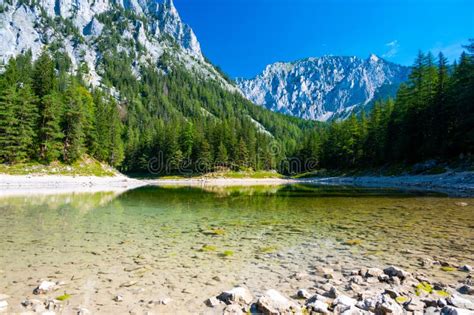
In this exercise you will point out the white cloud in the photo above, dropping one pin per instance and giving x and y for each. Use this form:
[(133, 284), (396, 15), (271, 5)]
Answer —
[(392, 49)]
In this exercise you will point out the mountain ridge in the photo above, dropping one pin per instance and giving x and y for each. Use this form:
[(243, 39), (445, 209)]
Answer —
[(323, 88)]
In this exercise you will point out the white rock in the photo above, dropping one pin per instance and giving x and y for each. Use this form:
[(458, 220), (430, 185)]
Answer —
[(321, 88), (233, 309), (344, 300), (393, 271), (212, 302), (460, 302), (374, 272), (239, 295), (45, 287), (449, 310), (273, 302), (118, 298), (318, 306), (3, 304), (466, 268), (303, 294)]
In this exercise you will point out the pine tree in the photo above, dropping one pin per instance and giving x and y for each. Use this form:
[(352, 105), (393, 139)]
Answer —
[(8, 124), (51, 135), (44, 76)]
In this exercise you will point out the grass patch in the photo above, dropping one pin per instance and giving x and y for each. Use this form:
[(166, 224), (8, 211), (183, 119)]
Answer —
[(208, 248), (85, 166), (227, 253), (63, 297), (353, 242), (268, 249)]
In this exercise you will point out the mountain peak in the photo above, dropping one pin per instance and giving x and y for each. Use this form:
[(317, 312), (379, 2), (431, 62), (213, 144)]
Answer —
[(324, 88), (93, 32), (374, 58)]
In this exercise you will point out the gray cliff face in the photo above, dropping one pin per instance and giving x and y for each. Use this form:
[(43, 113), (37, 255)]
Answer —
[(84, 30), (324, 88)]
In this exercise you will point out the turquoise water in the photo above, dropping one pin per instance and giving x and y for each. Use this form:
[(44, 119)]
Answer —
[(173, 241)]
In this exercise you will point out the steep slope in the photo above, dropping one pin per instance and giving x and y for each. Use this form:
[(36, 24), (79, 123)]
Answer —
[(129, 85), (87, 30), (323, 88)]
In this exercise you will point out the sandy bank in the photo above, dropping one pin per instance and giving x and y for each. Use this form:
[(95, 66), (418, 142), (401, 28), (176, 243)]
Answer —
[(452, 183), (195, 182), (38, 184)]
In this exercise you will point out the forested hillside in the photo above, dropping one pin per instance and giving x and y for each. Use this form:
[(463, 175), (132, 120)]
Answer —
[(47, 114), (178, 121)]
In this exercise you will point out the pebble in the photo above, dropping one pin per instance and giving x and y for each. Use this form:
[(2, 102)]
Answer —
[(3, 304), (303, 294), (460, 302), (233, 309), (374, 272), (212, 302), (393, 271), (449, 310), (239, 295), (465, 268), (466, 289), (318, 307)]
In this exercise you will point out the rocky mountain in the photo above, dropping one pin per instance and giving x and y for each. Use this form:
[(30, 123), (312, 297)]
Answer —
[(324, 88), (88, 30)]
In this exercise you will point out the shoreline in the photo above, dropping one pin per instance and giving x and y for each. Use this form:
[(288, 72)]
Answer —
[(458, 184)]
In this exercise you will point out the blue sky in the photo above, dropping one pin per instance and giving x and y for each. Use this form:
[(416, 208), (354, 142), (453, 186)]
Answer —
[(243, 36)]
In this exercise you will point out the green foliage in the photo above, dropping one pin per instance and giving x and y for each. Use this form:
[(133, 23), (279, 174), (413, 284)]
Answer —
[(186, 124), (45, 117), (431, 118)]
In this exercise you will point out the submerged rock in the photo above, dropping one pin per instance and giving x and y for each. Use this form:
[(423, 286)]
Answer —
[(45, 287), (3, 305), (318, 306), (274, 303), (393, 271), (212, 301), (465, 268), (239, 295), (118, 298), (386, 305), (460, 302), (303, 294), (466, 289), (449, 310), (233, 309)]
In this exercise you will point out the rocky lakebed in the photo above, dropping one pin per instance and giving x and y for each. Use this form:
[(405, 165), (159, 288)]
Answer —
[(272, 250)]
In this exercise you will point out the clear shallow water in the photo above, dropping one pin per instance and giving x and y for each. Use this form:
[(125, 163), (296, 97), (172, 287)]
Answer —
[(155, 242)]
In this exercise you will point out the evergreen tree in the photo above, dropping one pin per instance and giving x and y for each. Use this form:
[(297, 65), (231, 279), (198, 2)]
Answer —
[(51, 135)]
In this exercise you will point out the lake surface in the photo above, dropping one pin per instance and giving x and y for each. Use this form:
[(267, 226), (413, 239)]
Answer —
[(188, 244)]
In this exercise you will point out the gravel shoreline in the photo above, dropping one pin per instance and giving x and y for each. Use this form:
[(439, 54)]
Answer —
[(460, 184)]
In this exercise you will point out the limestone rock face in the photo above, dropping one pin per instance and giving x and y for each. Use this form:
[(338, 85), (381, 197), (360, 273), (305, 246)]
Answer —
[(88, 30), (324, 88)]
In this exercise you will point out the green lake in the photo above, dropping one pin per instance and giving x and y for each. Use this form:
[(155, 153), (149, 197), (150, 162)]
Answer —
[(188, 244)]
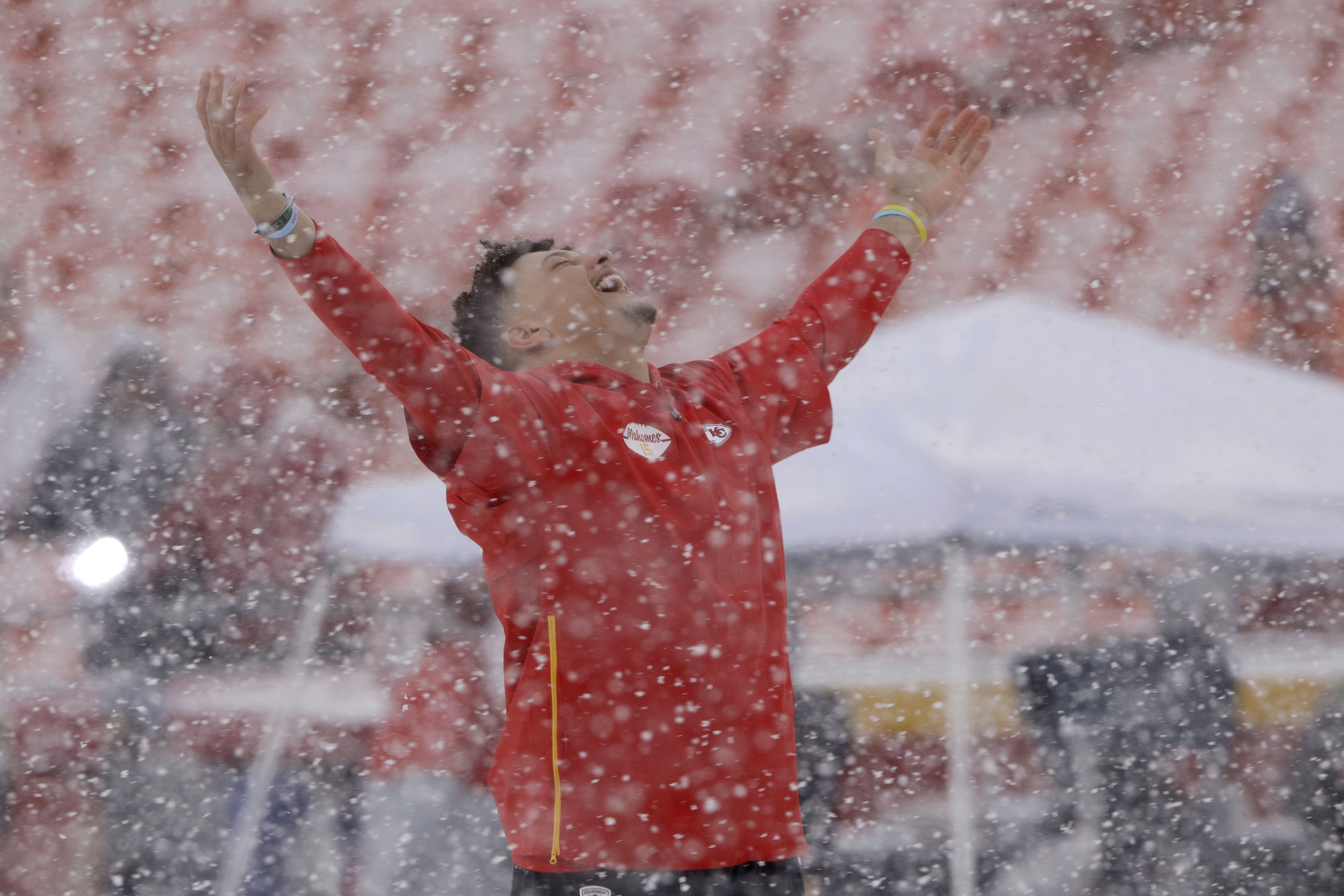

### STATED EXERCISE
Swap "instance" for "occurrence" everywhere in the records and write them out again with nothing else changed. Leave the pictures out.

### SOLUTION TO THIS TASK
In this exercise you will point out the white cloud in the photo above, dropping one pin per occurrence and giving x and y for each. Use this form:
[(133, 284), (396, 15), (271, 5)]
Answer —
[(392, 49)]
In this exercise you will point out the mountain ridge in the photo above, dropping one pin per occurrence and giving x and y for each. Use this form:
[(243, 39), (445, 209)]
Answer —
[(323, 88)]
In this exercise you will point out the white rock in the photo above, dropping one pin per occurrence and giving x and y for each. Use this form:
[(458, 220), (430, 185)]
Answer —
[(321, 88), (233, 309), (344, 300), (393, 271), (212, 302), (460, 302), (374, 272), (239, 295), (45, 287), (449, 310), (273, 302), (118, 298), (318, 306), (3, 304), (466, 268), (303, 294)]
In this exercise you will point out the pine tree in the photo above, dropping one pin per occurrence and giving x and y for each. Use this form:
[(352, 105), (393, 139)]
Answer —
[(8, 124), (51, 135), (44, 76)]
In this exercise you will point out the grass patch in the photo above, dropping one pin per occurrence and giving x and y for each. Use this form:
[(166, 224), (8, 211), (183, 119)]
Answer —
[(208, 248), (85, 166), (227, 253), (63, 297), (353, 242), (268, 249)]
In this exercise you will point out the mountain peak in the photo above, dropping one pin per occurrence and giving x and y for each. Use this form:
[(317, 312), (379, 2), (431, 62), (213, 144)]
Answer —
[(324, 88), (93, 32), (374, 58)]
In this exercise you will point out the gray cliff face in the photo above, dropping one pin per occurrence and giving x and y for each. Use this form:
[(43, 113), (37, 255)]
Answer —
[(84, 30), (324, 88)]
In this exercise you will point out the turquoise water in the photo above, dropping one pin per occurrence and giving x and y for each. Use this form:
[(44, 119)]
Answer —
[(173, 241)]
In this exercise you will point out the steep slope in the photo above, dropping one pin per occurrence and giving x and y for each. Use this form:
[(36, 24), (79, 123)]
Answer —
[(129, 85), (87, 30), (323, 88)]
In this exercise you will point out the sandy bank in the photo above, dropping one pin per occurrence and giving x and y for each. Use this form:
[(95, 66), (418, 142), (401, 28), (176, 243)]
Answer —
[(452, 183), (195, 182), (38, 184)]
In this exercise you will point out the forested hillside in the photo above, dropping one pin per occurrence and giving x and y for each. Use this form:
[(463, 175), (132, 120)]
Answer —
[(47, 114), (178, 121)]
In this exercise you will point out the pebble in the photo above, dropping one pin per occurrence and giving x and y for each. Use this form:
[(2, 102)]
Answer —
[(3, 304), (303, 294), (460, 302), (233, 309), (374, 272), (212, 302), (393, 271), (449, 310), (239, 295), (465, 268), (466, 289), (318, 307)]
In this exercise you will point out the rocky mountain in the photo above, dropping one pin per occurrence and giving x and y for each. Use this form:
[(30, 123), (312, 297)]
Answer —
[(324, 88), (88, 30)]
In this exercise you will point out the shoreline in the photo above, dropping one pin per occurrence and giving x and y for each. Use this form:
[(288, 72)]
Answer —
[(458, 184)]
In this exercise you will point out the blue sky in the photo above, dropping one pin per occurrence and giving x and y for each. Use this form:
[(416, 208), (354, 142), (453, 186)]
Answer —
[(243, 36)]
In this exercise you will point out the green foliage in the photo above, dropping one pin per occurrence and giving x and y for each. Use this form:
[(133, 23), (279, 174), (413, 284)]
Answer —
[(186, 124), (45, 117), (431, 118)]
In this exercise you will point out the submerged rock in the photo above, dropping one pin per occurrence and giving x and y for each. Use this form:
[(423, 286)]
Answer —
[(45, 287), (3, 305), (318, 306), (274, 303), (393, 271), (212, 301), (465, 268), (239, 295), (118, 298), (386, 305), (460, 302), (303, 294), (466, 289), (449, 310), (233, 309)]
In this exercise you will point out the rocky lakebed in the photo above, dropping one pin per occurrence and giving x and y for each. Use this form:
[(405, 165), (159, 288)]
Answer —
[(272, 250)]
In this exercise you will point out the clear shallow water in the photo above, dropping one pin per occurrence and giving x and y for each. Use this form:
[(125, 163), (296, 97), (172, 287)]
Answer —
[(155, 242)]
In this exercise you will point out the evergreen tree in the photo above, dropping one pin per occurrence and giving x and y for each. Use this form:
[(297, 65), (231, 279), (198, 2)]
Answer —
[(51, 135)]
In this exercise you will point out the lake surface in the photo above, dropping one pin per occurrence and giving x and y for each. Use this form:
[(267, 226), (413, 239)]
Answer —
[(188, 244)]
In this exercise you will point out the gravel shoreline in the photo above, dropping one pin per occurrence and giving x and y for each. Use this form:
[(439, 54)]
Answer —
[(460, 184)]
In this exercise you will point out the limestone rock face in the photo above, dropping one pin per occurrence and giving x and y for each. Use this form:
[(338, 85), (381, 197), (360, 273), (305, 246)]
Answer —
[(88, 30), (324, 88)]
In this exercise you will point out the green lake in the photo above, dropping one pin per occurrence and giving x and y for each. Use this form:
[(155, 153), (149, 197), (150, 162)]
Answer —
[(188, 244)]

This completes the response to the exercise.